> [Objective]
Rewrite the entries below with every "component" changed to "tool" and nothing else altered. Leave out the pictures.

> [Record extracts]
begin

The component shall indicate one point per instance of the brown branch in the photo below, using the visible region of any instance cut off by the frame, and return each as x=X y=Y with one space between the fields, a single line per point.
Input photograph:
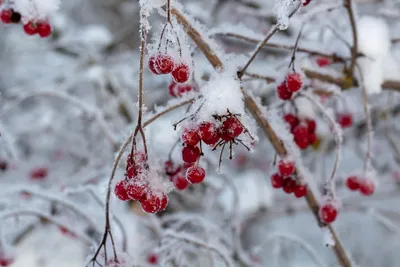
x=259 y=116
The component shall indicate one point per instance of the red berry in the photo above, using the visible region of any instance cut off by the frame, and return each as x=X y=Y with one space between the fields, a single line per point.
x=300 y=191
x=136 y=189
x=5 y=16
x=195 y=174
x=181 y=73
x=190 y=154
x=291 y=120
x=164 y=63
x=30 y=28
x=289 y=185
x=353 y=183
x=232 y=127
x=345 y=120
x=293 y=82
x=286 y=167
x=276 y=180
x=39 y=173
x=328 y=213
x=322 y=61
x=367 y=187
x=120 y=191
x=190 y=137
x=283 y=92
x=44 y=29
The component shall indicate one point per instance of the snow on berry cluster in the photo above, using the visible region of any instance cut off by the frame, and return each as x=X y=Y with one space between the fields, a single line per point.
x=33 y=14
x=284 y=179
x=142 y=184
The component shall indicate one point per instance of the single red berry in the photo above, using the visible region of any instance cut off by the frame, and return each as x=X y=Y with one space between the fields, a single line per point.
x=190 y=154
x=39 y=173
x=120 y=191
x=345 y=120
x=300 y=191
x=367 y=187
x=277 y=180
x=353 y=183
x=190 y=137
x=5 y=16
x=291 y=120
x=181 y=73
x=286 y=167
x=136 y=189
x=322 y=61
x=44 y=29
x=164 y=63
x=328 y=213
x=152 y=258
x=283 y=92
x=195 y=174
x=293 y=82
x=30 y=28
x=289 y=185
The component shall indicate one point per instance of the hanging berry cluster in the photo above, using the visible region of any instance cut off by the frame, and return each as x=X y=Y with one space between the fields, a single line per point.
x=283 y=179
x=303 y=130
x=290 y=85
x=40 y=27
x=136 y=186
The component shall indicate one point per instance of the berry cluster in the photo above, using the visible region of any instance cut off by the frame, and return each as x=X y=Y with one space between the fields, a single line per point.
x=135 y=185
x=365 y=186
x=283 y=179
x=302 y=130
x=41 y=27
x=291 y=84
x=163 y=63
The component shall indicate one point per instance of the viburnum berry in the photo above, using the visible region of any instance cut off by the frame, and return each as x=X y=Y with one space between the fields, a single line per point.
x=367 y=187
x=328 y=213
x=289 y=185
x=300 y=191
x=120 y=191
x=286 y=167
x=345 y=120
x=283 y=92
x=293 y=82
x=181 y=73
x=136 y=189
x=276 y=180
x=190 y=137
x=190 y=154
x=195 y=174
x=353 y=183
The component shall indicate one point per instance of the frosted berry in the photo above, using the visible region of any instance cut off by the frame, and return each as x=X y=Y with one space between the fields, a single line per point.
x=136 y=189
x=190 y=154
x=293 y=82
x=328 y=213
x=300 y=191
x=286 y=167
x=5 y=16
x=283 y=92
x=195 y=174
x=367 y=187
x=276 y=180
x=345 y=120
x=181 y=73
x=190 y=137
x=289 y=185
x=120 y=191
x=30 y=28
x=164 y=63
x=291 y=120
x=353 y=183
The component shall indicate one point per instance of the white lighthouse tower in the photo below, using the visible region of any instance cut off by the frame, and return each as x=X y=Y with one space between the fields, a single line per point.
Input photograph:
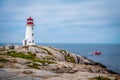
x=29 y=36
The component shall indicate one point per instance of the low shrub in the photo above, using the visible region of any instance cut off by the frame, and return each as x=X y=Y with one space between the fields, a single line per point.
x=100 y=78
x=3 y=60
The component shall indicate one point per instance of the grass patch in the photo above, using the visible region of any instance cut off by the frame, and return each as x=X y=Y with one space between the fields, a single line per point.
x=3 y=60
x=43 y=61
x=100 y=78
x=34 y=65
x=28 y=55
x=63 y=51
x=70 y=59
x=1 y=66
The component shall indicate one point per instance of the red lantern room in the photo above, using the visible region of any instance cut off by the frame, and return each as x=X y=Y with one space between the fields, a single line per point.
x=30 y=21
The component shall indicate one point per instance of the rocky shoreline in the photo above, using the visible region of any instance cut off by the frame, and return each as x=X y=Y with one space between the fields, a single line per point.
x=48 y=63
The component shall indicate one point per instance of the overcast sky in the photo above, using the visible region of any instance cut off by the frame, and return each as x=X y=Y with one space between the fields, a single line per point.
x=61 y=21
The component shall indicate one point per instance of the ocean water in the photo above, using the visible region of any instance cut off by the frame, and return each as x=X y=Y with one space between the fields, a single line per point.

end

> [Task result]
The tool shall indicate one point per instance of the brown branch in the photo below, using the visible region of any instance cut off by the frame, and return each as x=X y=Y with one space between the fields, a single line per point.
Input photograph:
x=259 y=116
The tool shall indicate one point per instance of the red berry in the photo above, using the visible region of any instance cut off by the frame, and return each as x=X y=Y with one space between the fields, a single line per point.
x=300 y=191
x=136 y=189
x=5 y=16
x=195 y=174
x=181 y=73
x=190 y=154
x=291 y=120
x=164 y=63
x=30 y=28
x=289 y=185
x=353 y=183
x=232 y=127
x=345 y=120
x=293 y=82
x=286 y=167
x=276 y=180
x=39 y=173
x=328 y=213
x=322 y=61
x=367 y=187
x=120 y=191
x=190 y=137
x=283 y=92
x=44 y=29
The tool shall indicate one point per instance of the snow on berry cluster in the photo above, using the visible region of any instance cut off by the frame, and return each as x=X y=Y with one space between the fields, a single line per point.
x=33 y=14
x=284 y=179
x=142 y=184
The tool shall indicate one point per instance of the single red berry in the photo above, using the visible region of any instance cut off by the frame, and return each as x=X y=Y with one space between the fields, a single line per point.
x=190 y=154
x=39 y=173
x=120 y=191
x=345 y=120
x=300 y=191
x=367 y=187
x=277 y=180
x=353 y=183
x=190 y=137
x=5 y=16
x=291 y=120
x=181 y=73
x=286 y=167
x=136 y=189
x=322 y=61
x=44 y=29
x=164 y=63
x=328 y=213
x=152 y=258
x=283 y=92
x=195 y=174
x=293 y=82
x=30 y=28
x=289 y=185
The tool shall indicate one point per instance of the hanging berry cluster in the photo above, using the visible region of any instance cut off by the frame, and return each as x=X y=Y with one space between the fields, a single line per point.
x=283 y=179
x=303 y=130
x=290 y=85
x=40 y=27
x=136 y=186
The tool shall indicate one point per instance of the berry cluster in the photo above, using the visible region of any instance cut off by the frame, and return each as x=X y=Y with one space between the fields, a single line per point.
x=135 y=185
x=365 y=186
x=283 y=179
x=302 y=130
x=41 y=27
x=291 y=84
x=163 y=63
The tool shall indicate one point per instance of the viburnum berry in the photo above, using the visible region of any instance cut off by the frame, and return each as x=X y=Y with one space between the fields, a single line per point.
x=367 y=187
x=328 y=213
x=289 y=185
x=300 y=191
x=120 y=191
x=286 y=167
x=345 y=120
x=283 y=92
x=293 y=82
x=181 y=73
x=136 y=189
x=276 y=180
x=190 y=137
x=190 y=154
x=195 y=174
x=353 y=183
The tool shall indicate one point per instance of the frosted berry in the photo above, using the visible region of any instance cut off by the frame, and return each as x=X y=Y with one space between the fields, a single line per point.
x=136 y=189
x=190 y=154
x=293 y=82
x=328 y=213
x=300 y=191
x=286 y=167
x=5 y=16
x=283 y=92
x=195 y=174
x=367 y=187
x=276 y=180
x=345 y=120
x=181 y=73
x=190 y=137
x=289 y=185
x=120 y=191
x=30 y=28
x=164 y=63
x=291 y=120
x=353 y=183
The tool shall indicate one point per instance of the white lighthouse tower in the photo below, using the visible region of any instance cut off by the frame, and return each as x=X y=Y with one space between the fields, a single line per point.
Input photograph:
x=29 y=36
The tool shall indicate one point per instance of the low shrub in the photo above, using the visible region of any instance cut off by the frame, and return each as x=X y=Y with one space between the fields, a single line per point.
x=100 y=78
x=3 y=60
The tool shall indicate one point per instance of the grass patch in the photo above, using the visible region of any instance cut off by the frame, and return each as x=X y=Y with one space between the fields, a single line per point.
x=3 y=60
x=43 y=61
x=100 y=78
x=34 y=65
x=28 y=55
x=63 y=51
x=70 y=59
x=1 y=66
The tool shall indicate one point per instance of the red lantern room in the photo above, using the visible region of any instance cut off by the frame, and return each as x=X y=Y with one space between the fields, a single line per point.
x=30 y=21
The tool shall indicate one point per instance of the rocky shoreline in the photo above, using the visible region of any instance cut off by the frame, and return each as x=X y=Y with one space between the fields, a single line per point.
x=48 y=63
The tool shall indicate one point per instance of the overcast sky in the photo above, using the visible region of any instance cut off by the frame, and return each as x=X y=Y with one space between the fields, a single line per point.
x=61 y=21
The tool shall indicate one point per instance of the ocean water in the photo above, using the visible region of any instance cut off by the frame, and return each as x=X y=Y with one space between the fields, a single line per point.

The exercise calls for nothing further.